Rewrite every line of the items below as a JSON list of strings, one string per line, skipping blank lines and leaving out the pictures.
# # # # # # #
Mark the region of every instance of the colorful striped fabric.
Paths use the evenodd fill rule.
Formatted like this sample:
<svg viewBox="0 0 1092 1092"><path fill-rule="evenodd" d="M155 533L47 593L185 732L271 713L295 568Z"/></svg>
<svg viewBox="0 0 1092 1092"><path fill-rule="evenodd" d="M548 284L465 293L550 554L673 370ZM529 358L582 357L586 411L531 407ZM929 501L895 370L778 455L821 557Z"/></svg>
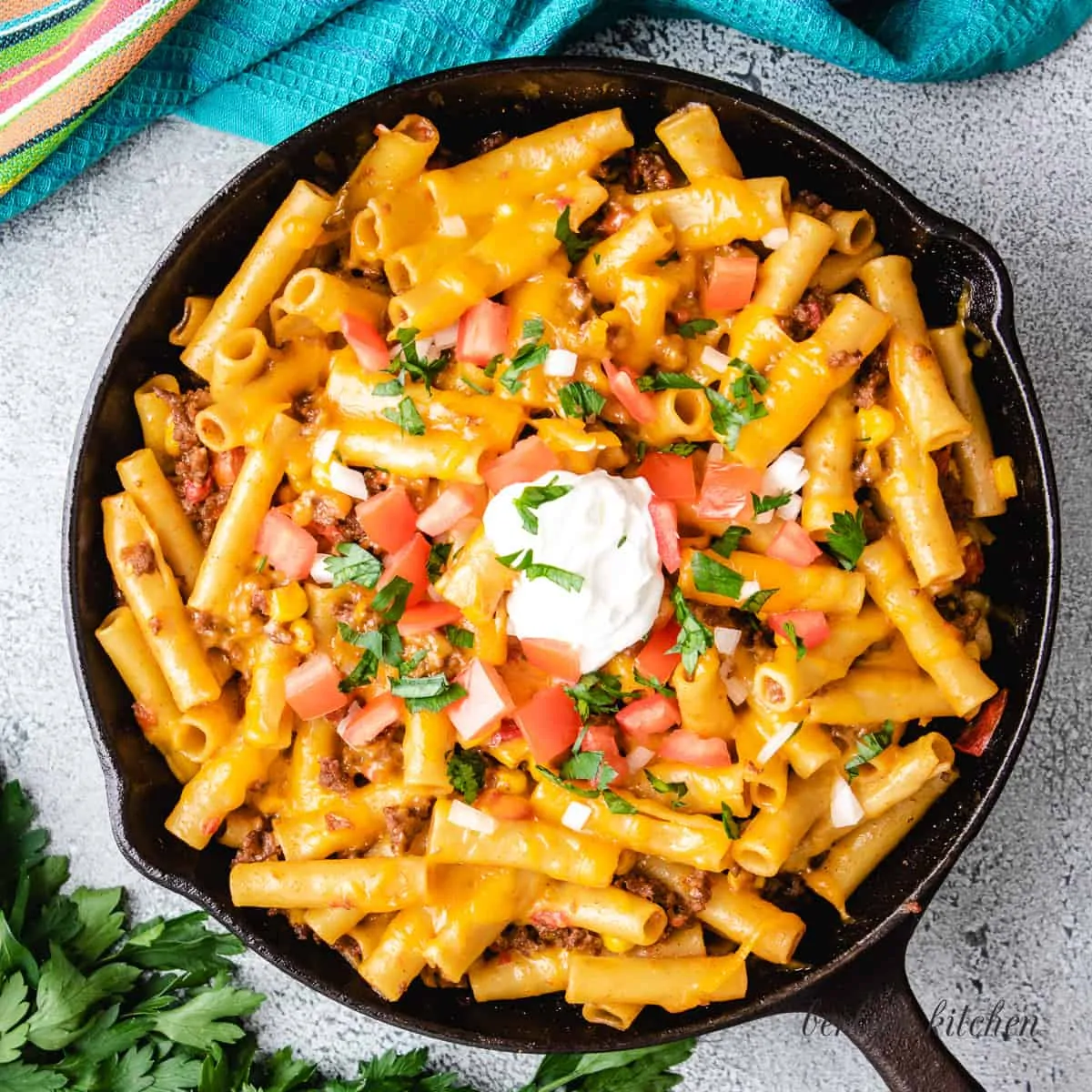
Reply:
<svg viewBox="0 0 1092 1092"><path fill-rule="evenodd" d="M960 80L1049 52L1092 0L0 0L0 221L167 114L277 141L387 84L639 11L879 79Z"/></svg>

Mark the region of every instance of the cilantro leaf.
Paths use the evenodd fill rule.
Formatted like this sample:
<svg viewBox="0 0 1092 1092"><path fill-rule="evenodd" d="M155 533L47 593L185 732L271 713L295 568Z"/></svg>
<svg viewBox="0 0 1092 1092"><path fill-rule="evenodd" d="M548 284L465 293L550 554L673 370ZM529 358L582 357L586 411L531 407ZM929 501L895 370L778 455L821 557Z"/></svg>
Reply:
<svg viewBox="0 0 1092 1092"><path fill-rule="evenodd" d="M531 534L538 534L538 515L535 509L548 505L551 500L560 500L566 494L572 492L571 485L555 485L556 477L546 485L529 485L523 492L512 501L520 513L520 520Z"/></svg>
<svg viewBox="0 0 1092 1092"><path fill-rule="evenodd" d="M339 543L322 565L330 573L334 587L341 587L342 584L375 587L383 574L379 558L357 543Z"/></svg>
<svg viewBox="0 0 1092 1092"><path fill-rule="evenodd" d="M838 563L843 569L852 569L867 545L864 511L858 508L856 512L835 512L827 532L827 546Z"/></svg>
<svg viewBox="0 0 1092 1092"><path fill-rule="evenodd" d="M454 749L448 751L448 781L467 804L473 804L485 786L485 756L477 749L467 750L455 744Z"/></svg>
<svg viewBox="0 0 1092 1092"><path fill-rule="evenodd" d="M559 391L561 413L566 417L593 417L601 413L607 400L587 383L566 383Z"/></svg>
# # # # # # #
COMPLETE RESPONSE:
[
  "Mark the region of every instance of the colorful striped fabric.",
  "Paths use the evenodd fill rule.",
  "Formatted like this sample:",
  "<svg viewBox=\"0 0 1092 1092\"><path fill-rule=\"evenodd\" d=\"M155 533L47 593L185 732L271 713L295 568Z\"/></svg>",
  "<svg viewBox=\"0 0 1092 1092\"><path fill-rule=\"evenodd\" d=\"M548 284L465 293L550 554L673 370ZM529 358L582 357L586 411L531 407ZM929 501L895 370L778 455L821 557Z\"/></svg>",
  "Reply:",
  "<svg viewBox=\"0 0 1092 1092\"><path fill-rule=\"evenodd\" d=\"M960 80L1049 52L1092 0L0 0L0 221L167 114L277 141L387 84L639 11L879 79Z\"/></svg>",
  "Mark the region of every instance of the cilantro leaf.",
  "Paths use the evenodd fill rule.",
  "Formatted like this sample:",
  "<svg viewBox=\"0 0 1092 1092\"><path fill-rule=\"evenodd\" d=\"M155 533L47 593L185 732L271 713L295 568Z\"/></svg>",
  "<svg viewBox=\"0 0 1092 1092\"><path fill-rule=\"evenodd\" d=\"M548 284L465 293L550 554L673 370ZM529 358L582 357L586 411L531 407ZM929 501L895 370L778 455L821 557Z\"/></svg>",
  "Reply:",
  "<svg viewBox=\"0 0 1092 1092\"><path fill-rule=\"evenodd\" d=\"M531 534L538 534L538 515L535 509L548 505L551 500L560 500L566 494L572 492L571 485L555 485L556 477L546 485L529 485L523 492L512 501L520 513L520 520Z\"/></svg>",
  "<svg viewBox=\"0 0 1092 1092\"><path fill-rule=\"evenodd\" d=\"M339 543L322 565L330 573L334 587L341 587L342 584L375 587L383 574L379 558L357 543Z\"/></svg>",
  "<svg viewBox=\"0 0 1092 1092\"><path fill-rule=\"evenodd\" d=\"M838 563L843 569L852 569L867 545L864 511L858 508L856 512L835 512L827 532L827 546Z\"/></svg>",
  "<svg viewBox=\"0 0 1092 1092\"><path fill-rule=\"evenodd\" d=\"M454 749L448 751L448 781L467 804L473 804L485 786L485 756L477 749L467 750L455 744Z\"/></svg>",
  "<svg viewBox=\"0 0 1092 1092\"><path fill-rule=\"evenodd\" d=\"M559 391L561 413L566 417L593 417L601 413L607 400L587 383L566 383Z\"/></svg>"
]